Excerpt provided ->
Neonatal-Perinatal Medicine Fellowship

The neonatal-perinatal fellowship program at Marshall University Joan C. Edwards School of Medicine is a three-year training program that prepares the next generation of neonatologists to provide intensive care for premature babies or critically ill newborns.

This new program received initial accreditation from the Accreditation Council for Graduate Medical Education (ACGME), the national accrediting body for post-M.D. training programs in the U.S. in April 2021. The neonatal-perinatal fellowship is approved for one new fellow each year, with the first fellow beginning in July 2022.

The Joan C. Edwards School of Medicine has five fellowship-trained neonatologists on its clinical faculty who care for patients at Hoops Family Children’s Hospital at Cabell Huntington Hospital, a 71-bed children’s hospital located within Cabell Huntington Hospital on Marshall University’s health sciences campus in Huntington, West Virginia.

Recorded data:
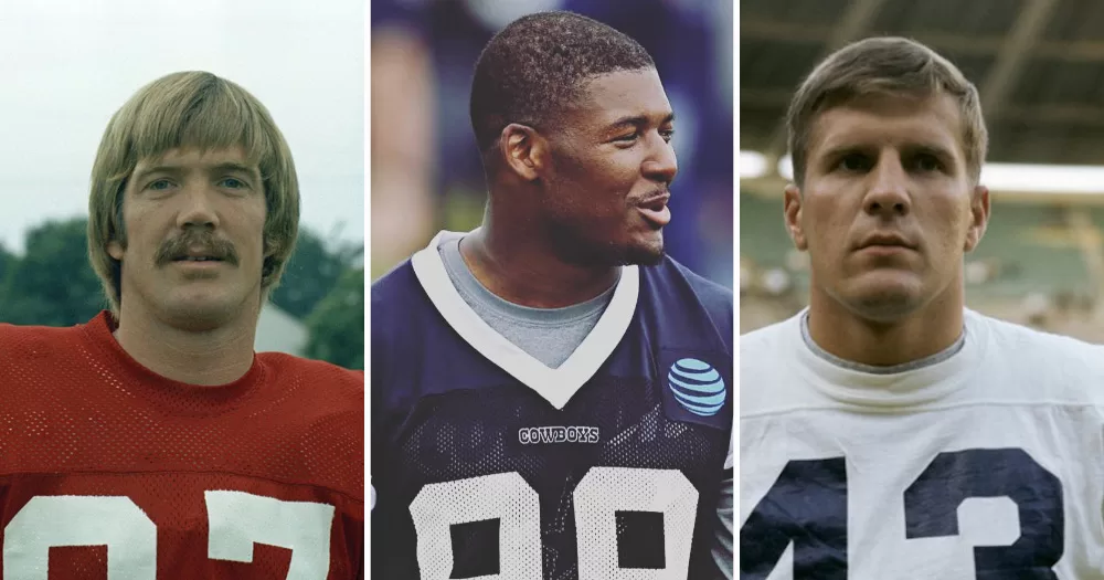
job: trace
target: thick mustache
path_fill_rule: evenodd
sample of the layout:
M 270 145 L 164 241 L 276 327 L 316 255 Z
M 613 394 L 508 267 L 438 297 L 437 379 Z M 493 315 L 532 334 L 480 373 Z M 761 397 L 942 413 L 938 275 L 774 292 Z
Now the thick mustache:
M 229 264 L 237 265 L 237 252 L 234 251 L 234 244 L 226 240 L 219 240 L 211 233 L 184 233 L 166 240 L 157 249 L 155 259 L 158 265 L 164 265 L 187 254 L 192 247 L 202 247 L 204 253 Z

Exercises to complete ->
1. Return the passage of the text on the neonatal-perinatal fellowship between "Neonatal-Perinatal Medicine Fellowship" and "in July 2022.", inclusive, copying it word for word.
2. Supply the next part of the text on the neonatal-perinatal fellowship, picking up after its final sentence.

Answers by item number ->
1.
Neonatal-Perinatal Medicine Fellowship

The neonatal-perinatal fellowship program at Marshall University Joan C. Edwards School of Medicine is a three-year training program that prepares the next generation of neonatologists to provide intensive care for premature babies or critically ill newborns.

This new program received initial accreditation from the Accreditation Council for Graduate Medical Education (ACGME), the national accrediting body for post-M.D. training programs in the U.S. in April 2021. The neonatal-perinatal fellowship is approved for one new fellow each year, with the first fellow beginning in July 2022.

2.
Babies cared for in the hospital’s regional neonatal intensive care unit (NICU) often receive care for being born early or with a lower birth weight, typically related to multiple gestation or maternal conditions. The NICU has a busy service with between 600 and 700 admissions annually, including 80 transports from 29 counties in our surrounding Tri-State communities, making it an ideal setting to train future neonatologists.